▸ Page extract
↓
Road Test: Lotus 2-eleven
Track-day cars offer the performance of a race car with enough softer features to make you feel comfortable. John Simister takes the best of the breed for a spin
Tuesday 19 June 2007
Engine: 1,796cc, four cylinders, 16 valves, supercharger, 255bhp at 8,000rpm, 179lb ft at 7,000rpm
Transmission: six-speed gearbox, rear-wheel drive
Performance: 150mph, 0-60 in 3.8sec, fuel consumption and equipment not quoted
It's a toy. You can play with its suspension settings, you can play with the angle of its rear wing, and you can play at being a racetrack hero. The Lotus 2-Eleven is the purest, most extreme mutant of the Lotus Elise gene, and driving it ought to be a compulsory part of training for all new drivers. A whole generation may otherwise never experience the true feel of driving, the balance of forces and efforts filtered out in most modern cars by a screen of artificially weighted power steering, over-servoed brakes, sophisticated stability systems and an overriding need (as perceived by the carmakers) never to ask too much of a driver. Like nothing else on sale today, the Lotus puts you back in the picture, relaxed, unintimidated but awash in good information.
↑
▸ Data extract
↓
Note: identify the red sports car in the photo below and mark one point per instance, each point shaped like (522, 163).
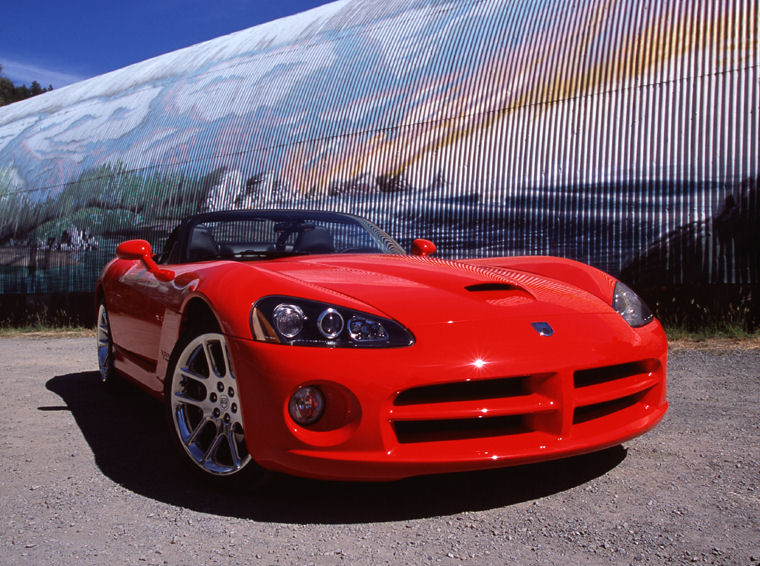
↑
▸ What the task asks
Could you retype the Lotus 2-Eleven road test above in full, word for word?

▸ Complete response
Road Test: Lotus 2-eleven
Track-day cars offer the performance of a race car with enough softer features to make you feel comfortable. John Simister takes the best of the breed for a spin
Tuesday 19 June 2007
Engine: 1,796cc, four cylinders, 16 valves, supercharger, 255bhp at 8,000rpm, 179lb ft at 7,000rpm
Transmission: six-speed gearbox, rear-wheel drive
Performance: 150mph, 0-60 in 3.8sec, fuel consumption and equipment not quoted
It's a toy. You can play with its suspension settings, you can play with the angle of its rear wing, and you can play at being a racetrack hero. The Lotus 2-Eleven is the purest, most extreme mutant of the Lotus Elise gene, and driving it ought to be a compulsory part of training for all new drivers. A whole generation may otherwise never experience the true feel of driving, the balance of forces and efforts filtered out in most modern cars by a screen of artificially weighted power steering, over-servoed brakes, sophisticated stability systems and an overriding need (as perceived by the carmakers) never to ask too much of a driver. Like nothing else on sale today, the Lotus puts you back in the picture, relaxed, unintimidated but awash in good information.